== DATA IN THIS EXERCISE
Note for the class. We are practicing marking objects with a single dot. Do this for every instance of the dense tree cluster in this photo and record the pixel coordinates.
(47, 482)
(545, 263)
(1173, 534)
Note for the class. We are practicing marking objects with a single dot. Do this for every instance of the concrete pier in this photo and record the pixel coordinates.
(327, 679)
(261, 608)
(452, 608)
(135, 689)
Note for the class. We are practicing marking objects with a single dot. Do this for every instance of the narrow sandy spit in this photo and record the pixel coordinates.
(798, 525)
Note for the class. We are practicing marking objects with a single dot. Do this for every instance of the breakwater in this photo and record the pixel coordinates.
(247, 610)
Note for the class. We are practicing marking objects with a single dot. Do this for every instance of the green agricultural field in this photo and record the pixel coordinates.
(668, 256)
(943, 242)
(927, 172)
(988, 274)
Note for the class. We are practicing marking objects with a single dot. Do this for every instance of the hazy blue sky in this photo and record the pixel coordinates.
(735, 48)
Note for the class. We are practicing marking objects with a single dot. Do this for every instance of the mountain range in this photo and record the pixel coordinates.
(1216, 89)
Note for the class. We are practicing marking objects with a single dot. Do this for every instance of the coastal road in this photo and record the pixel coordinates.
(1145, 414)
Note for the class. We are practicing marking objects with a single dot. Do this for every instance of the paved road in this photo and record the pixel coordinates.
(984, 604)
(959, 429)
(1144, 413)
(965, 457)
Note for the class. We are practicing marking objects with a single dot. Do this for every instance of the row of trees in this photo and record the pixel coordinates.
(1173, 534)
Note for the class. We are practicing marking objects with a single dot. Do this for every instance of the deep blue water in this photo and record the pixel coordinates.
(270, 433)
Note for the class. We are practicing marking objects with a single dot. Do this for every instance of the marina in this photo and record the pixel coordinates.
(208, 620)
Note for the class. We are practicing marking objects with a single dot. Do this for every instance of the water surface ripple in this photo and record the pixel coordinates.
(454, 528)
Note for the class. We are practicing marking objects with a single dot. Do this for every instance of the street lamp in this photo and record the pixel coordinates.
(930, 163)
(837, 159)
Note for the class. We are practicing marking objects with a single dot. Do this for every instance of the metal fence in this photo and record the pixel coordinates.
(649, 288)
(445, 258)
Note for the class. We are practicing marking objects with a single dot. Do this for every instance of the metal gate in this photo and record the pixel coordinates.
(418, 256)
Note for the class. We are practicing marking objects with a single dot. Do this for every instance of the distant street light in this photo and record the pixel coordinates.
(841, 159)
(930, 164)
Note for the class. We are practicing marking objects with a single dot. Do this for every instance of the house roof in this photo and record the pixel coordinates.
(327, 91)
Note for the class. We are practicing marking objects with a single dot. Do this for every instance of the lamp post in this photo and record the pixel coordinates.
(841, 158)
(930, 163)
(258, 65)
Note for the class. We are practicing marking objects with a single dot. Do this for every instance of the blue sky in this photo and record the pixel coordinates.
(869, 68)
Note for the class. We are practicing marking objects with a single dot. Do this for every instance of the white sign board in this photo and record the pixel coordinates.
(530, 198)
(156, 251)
====
# YOUR GOAL:
Every line of the listing is to be returned exactly as given.

# THE ANSWER:
Note for the class. We are practicing marking objects with a single dot. Do this for every instance of the dense tree cluster in this photo and record the pixel coordinates.
(47, 482)
(545, 263)
(1173, 534)
Note for the class. We are practicing marking objects with a single dot. Do this for every instance of the concrete pier in this photo and record the pixel coordinates.
(327, 679)
(261, 608)
(452, 608)
(135, 689)
Note for the class. We are practicing marking objects with a single dot. Do this for every instance of the narrow sandy spit in this photo and record the pixel coordinates.
(798, 525)
Note for the class. We are practicing marking objects with a single dot. Do this for every instance of the breakwater in this photo and record the pixel coordinates.
(247, 610)
Note for the class. We are practicing marking objects with a single dot. Do this for every instance of the green agricultural field in this photo and record the pixel coordinates.
(668, 256)
(943, 242)
(927, 172)
(988, 274)
Note for the class. We are practicing marking objects with a single dot. Do this for every instance of the hazy blue sky in this photo and record the pixel coordinates.
(735, 48)
Note for the class. We are practicing marking objects with a single dot. Do this for every instance of the mountain range in this photo and record the pixel coordinates.
(1216, 89)
Note for the class. We are practicing marking objects with a single dot. Do this for every instance of the coastal road in this photo and record the pixel coordinates.
(1145, 414)
Note for the class. We are practicing marking objects with a single dot. Do this for every instance of the paved road in this photo and record the pixel coordinates.
(984, 604)
(959, 429)
(1144, 413)
(965, 457)
Note for the class. We are practicing marking objects with a single dot. Do this for every instance of the row of trees in this photo and record the pixel coordinates.
(1173, 534)
Note for the class. We are practicing marking objects with a single dot. Do this for every instance of the deep blue water in this photo and record the pixel coordinates.
(270, 433)
Note for the class. We are practicing marking objects with a single dot. Do this for every instance of the marina in this photo and record the pixel coordinates.
(208, 620)
Note for the class. We are practicing marking objects with a single dot. Do this for every instance of the water surface ripple in this photo and record the pixel coordinates.
(454, 528)
Note for the class. We are practicing marking objects with a single dot. Do this for every instance of the street lamp in this photo and record the pixel coordinates.
(930, 163)
(837, 159)
Note for the class. We are practicing marking objects with a single dot. Do this for every instance of the metal fence in this photo and record the pixel coordinates.
(649, 288)
(445, 258)
Note for the class. We are practicing marking objects with a single dot. Do this for every instance of the metal gate in this photo and record the pixel coordinates.
(418, 256)
Note for the class. We are practicing marking objects with a single dot. Do this for every instance of the distant street light in this photo and record the pixel coordinates.
(841, 159)
(930, 164)
Note for the class. We are practicing marking objects with a single dot. Do this for every instance of the house roof in this photo and record the pixel coordinates.
(327, 91)
Note for the class. We are practicing marking objects with a single dot. Do this for every instance of the lamp post in this photo and record the pixel coordinates.
(841, 158)
(930, 163)
(258, 65)
Note for the class. We are practicing marking objects with a single dot. Do this for every instance of the blue sky in this photo and record the pixel coordinates.
(869, 68)
Note for the class. We are practicing marking objects with a single dot. Do this for every instance of the white sign board in this photo and record the pixel coordinates.
(530, 198)
(156, 251)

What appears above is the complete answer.